— BEGIN —

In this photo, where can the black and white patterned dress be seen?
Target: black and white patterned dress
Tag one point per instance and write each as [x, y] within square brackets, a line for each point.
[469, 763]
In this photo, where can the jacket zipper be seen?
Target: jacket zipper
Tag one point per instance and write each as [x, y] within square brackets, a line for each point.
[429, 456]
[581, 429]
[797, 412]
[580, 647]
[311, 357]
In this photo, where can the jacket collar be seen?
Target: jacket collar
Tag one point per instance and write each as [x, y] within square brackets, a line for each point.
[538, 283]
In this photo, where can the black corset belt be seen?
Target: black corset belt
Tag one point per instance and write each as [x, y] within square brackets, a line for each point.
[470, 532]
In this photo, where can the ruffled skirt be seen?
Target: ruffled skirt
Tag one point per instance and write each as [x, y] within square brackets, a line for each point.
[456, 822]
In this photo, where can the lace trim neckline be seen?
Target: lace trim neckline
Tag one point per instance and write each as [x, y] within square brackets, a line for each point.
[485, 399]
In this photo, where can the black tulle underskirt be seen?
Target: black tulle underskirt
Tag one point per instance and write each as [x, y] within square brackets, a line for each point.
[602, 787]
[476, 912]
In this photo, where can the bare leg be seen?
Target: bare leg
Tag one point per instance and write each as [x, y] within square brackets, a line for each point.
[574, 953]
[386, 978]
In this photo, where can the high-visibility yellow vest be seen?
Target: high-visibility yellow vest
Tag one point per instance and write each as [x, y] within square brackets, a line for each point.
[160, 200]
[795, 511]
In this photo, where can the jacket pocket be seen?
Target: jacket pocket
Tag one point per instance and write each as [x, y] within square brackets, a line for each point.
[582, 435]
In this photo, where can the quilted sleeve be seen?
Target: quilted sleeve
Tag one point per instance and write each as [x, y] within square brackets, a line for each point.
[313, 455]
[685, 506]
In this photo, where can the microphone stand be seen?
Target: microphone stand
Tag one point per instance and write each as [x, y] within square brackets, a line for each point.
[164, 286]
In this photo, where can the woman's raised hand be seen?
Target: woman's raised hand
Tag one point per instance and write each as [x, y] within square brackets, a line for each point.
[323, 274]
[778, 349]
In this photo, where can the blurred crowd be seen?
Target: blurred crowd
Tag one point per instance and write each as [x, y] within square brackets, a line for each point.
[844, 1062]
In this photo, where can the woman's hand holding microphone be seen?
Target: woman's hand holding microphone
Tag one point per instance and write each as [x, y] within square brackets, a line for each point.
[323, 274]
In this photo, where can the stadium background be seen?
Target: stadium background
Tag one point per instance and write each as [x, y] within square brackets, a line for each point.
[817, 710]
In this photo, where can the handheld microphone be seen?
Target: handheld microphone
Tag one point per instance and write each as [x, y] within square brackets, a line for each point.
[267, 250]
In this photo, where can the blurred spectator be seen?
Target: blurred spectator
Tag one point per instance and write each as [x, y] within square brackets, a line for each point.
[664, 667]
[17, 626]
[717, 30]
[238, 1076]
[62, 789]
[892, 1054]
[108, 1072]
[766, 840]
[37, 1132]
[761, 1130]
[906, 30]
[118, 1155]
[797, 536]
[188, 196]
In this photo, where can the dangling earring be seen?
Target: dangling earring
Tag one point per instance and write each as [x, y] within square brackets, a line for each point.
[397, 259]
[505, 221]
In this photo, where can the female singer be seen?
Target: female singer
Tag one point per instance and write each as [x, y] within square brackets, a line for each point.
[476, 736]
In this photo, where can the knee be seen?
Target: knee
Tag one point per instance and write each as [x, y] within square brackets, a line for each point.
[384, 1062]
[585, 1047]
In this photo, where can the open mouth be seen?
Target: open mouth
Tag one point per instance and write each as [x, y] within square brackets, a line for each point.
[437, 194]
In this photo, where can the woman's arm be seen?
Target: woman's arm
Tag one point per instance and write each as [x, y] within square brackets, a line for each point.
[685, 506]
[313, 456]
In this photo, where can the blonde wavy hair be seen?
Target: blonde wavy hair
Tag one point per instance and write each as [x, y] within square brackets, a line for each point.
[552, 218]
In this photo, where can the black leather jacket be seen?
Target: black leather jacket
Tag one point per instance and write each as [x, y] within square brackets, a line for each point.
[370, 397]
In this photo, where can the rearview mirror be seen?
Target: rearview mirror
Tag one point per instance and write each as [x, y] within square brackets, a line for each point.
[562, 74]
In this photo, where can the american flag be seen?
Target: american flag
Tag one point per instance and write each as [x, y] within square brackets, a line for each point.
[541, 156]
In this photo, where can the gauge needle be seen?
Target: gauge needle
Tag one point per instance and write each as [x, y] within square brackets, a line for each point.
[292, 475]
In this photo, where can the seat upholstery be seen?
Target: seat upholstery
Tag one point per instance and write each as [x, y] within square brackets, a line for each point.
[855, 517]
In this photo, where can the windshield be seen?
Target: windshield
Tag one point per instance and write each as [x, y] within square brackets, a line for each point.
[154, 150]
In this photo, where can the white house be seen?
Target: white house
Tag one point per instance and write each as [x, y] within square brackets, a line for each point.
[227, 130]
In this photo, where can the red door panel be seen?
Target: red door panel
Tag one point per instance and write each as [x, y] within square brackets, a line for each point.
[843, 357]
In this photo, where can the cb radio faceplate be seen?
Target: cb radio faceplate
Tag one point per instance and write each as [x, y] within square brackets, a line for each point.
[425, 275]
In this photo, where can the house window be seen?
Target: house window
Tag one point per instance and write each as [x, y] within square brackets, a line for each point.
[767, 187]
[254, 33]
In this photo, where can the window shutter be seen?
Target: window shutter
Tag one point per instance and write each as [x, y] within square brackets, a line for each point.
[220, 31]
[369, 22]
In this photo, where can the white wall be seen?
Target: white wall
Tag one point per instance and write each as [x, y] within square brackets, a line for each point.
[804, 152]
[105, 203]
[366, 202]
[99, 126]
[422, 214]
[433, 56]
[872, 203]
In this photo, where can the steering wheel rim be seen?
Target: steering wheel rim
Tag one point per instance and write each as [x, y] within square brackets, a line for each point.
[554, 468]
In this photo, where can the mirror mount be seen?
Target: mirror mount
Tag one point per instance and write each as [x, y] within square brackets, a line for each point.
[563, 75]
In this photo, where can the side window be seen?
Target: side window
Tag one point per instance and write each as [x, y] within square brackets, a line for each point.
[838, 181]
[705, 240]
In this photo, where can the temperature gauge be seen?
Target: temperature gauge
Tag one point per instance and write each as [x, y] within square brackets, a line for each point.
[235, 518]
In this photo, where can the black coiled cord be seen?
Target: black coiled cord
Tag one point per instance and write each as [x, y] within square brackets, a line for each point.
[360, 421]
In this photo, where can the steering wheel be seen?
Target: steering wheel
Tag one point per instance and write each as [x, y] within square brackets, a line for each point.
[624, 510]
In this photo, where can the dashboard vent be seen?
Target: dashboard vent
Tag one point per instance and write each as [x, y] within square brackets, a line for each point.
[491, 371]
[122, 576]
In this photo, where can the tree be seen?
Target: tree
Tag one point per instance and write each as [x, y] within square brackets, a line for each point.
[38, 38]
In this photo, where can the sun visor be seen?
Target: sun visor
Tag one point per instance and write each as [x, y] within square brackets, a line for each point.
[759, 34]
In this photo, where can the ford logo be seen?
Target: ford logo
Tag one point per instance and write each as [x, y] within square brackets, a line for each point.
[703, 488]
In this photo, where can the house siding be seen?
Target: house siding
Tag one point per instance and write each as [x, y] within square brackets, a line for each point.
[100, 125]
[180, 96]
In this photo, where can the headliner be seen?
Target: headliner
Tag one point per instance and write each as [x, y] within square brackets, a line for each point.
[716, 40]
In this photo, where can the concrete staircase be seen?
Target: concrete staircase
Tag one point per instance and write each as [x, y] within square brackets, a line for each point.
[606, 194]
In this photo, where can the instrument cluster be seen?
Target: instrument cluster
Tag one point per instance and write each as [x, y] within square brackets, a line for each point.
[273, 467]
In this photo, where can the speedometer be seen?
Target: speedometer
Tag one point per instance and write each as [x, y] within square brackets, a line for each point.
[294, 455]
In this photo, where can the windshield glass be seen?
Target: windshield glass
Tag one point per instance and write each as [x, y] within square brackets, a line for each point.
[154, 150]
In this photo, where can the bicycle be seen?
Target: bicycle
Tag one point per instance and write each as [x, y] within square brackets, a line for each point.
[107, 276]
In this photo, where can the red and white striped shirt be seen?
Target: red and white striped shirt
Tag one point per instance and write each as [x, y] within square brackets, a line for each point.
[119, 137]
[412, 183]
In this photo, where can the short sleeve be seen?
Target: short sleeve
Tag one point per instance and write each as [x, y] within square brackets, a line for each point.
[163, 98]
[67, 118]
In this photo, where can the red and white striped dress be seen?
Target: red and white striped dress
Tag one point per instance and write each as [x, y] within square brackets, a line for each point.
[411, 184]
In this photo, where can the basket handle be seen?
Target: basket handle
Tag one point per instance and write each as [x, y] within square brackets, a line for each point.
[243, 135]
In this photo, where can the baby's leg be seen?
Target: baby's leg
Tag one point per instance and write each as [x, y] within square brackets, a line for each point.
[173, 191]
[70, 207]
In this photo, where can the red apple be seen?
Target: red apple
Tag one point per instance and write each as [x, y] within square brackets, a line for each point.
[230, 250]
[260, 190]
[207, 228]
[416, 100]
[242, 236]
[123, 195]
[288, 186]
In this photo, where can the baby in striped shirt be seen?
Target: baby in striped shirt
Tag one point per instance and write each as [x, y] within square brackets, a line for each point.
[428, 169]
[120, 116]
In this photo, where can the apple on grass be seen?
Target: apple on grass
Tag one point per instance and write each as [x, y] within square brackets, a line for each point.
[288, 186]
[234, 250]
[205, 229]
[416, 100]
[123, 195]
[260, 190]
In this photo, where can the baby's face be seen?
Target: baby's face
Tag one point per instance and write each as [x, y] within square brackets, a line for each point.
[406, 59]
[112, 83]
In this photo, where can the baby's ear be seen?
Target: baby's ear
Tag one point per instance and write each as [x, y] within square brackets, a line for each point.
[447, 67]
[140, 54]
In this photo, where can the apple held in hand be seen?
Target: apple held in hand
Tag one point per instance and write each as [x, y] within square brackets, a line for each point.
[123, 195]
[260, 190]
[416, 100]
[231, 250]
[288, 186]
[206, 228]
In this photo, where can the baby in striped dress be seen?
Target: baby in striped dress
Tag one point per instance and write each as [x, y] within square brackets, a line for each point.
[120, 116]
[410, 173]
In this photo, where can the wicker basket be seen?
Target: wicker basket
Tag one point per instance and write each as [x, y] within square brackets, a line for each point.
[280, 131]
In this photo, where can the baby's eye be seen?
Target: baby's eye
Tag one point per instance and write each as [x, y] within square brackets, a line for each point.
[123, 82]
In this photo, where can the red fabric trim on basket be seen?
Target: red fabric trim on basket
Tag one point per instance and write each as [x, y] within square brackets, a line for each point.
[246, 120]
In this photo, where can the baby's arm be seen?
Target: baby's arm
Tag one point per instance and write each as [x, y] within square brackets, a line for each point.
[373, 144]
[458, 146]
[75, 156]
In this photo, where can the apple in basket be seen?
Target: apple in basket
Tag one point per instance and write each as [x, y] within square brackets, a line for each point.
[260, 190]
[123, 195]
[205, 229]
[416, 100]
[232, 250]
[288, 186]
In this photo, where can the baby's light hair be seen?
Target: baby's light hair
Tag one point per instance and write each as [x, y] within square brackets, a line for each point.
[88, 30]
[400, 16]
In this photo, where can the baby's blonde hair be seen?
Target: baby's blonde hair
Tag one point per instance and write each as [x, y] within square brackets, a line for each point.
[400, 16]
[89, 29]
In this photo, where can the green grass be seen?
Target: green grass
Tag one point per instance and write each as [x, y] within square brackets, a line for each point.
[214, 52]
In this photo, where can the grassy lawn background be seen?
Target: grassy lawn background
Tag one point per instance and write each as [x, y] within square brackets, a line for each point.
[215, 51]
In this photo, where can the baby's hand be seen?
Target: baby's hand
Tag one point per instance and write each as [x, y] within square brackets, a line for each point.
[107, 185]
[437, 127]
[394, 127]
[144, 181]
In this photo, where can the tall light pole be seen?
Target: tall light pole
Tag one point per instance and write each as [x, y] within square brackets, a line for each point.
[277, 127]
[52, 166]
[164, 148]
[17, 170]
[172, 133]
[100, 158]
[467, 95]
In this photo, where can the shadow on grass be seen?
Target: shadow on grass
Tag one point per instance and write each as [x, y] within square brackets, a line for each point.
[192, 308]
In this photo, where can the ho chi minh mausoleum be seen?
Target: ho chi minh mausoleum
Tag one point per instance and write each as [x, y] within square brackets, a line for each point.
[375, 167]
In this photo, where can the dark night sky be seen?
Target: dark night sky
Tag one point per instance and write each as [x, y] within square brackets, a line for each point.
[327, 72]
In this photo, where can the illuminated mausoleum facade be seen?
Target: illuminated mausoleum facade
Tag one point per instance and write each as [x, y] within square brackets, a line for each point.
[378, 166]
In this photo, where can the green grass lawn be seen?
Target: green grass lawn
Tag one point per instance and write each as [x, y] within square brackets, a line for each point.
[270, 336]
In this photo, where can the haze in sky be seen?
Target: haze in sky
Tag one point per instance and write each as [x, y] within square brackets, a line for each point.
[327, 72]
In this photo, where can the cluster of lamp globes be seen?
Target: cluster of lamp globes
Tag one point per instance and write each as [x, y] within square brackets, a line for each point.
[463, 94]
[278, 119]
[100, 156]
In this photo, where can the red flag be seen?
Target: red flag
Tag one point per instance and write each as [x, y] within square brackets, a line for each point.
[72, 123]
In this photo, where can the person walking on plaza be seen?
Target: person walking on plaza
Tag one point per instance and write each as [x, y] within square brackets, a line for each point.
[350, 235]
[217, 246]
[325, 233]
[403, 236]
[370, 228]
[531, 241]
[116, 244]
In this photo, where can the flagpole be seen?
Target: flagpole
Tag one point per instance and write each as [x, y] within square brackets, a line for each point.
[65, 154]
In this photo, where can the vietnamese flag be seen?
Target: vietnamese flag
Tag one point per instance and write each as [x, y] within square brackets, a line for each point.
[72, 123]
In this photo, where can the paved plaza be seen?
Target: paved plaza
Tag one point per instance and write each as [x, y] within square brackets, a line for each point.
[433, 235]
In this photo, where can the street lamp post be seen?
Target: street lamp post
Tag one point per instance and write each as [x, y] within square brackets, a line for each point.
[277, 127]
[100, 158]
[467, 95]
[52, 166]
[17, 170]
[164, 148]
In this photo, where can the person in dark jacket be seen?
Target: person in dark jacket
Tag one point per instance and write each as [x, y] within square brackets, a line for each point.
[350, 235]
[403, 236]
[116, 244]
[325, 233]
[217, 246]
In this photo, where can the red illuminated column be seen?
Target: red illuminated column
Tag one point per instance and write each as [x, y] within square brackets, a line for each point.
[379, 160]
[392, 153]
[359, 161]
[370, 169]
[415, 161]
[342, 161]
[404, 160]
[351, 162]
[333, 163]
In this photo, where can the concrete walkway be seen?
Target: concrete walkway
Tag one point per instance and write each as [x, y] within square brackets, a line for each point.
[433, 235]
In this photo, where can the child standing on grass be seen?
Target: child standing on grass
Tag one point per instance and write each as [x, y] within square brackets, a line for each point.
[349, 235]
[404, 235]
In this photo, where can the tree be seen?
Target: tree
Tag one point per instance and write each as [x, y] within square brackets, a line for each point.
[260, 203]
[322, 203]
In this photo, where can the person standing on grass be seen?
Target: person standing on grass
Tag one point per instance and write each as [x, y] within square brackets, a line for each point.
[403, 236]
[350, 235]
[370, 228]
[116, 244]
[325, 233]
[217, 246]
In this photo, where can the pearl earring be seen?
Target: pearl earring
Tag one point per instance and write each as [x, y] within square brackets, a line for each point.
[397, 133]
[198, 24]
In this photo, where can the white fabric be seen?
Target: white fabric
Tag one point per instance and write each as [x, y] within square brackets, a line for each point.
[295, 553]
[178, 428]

— END —

- [DIRECTIONS]: Repeat, word for word, every line from the line that contains "In this photo, where can the person standing" to the end of the entries; include both of those lines and no others.

- [CORRECT RESPONSE]:
In this photo, where can the person standing on grass be seen?
Target: person standing on grass
Tag one point per instance and write each as [x, y] within square brackets, a line for each point.
[403, 236]
[350, 235]
[370, 228]
[116, 244]
[325, 233]
[217, 246]
In this photo, where can the pearl earring be seen?
Target: pearl earring
Tag one point per instance and write each as [x, y] within square brackets, a line for each point.
[397, 133]
[198, 24]
In this photo, where can the white fabric be seen?
Target: white fabric
Tag one point per instance and write each as [x, y] within square brackets, a line for each point.
[295, 553]
[178, 428]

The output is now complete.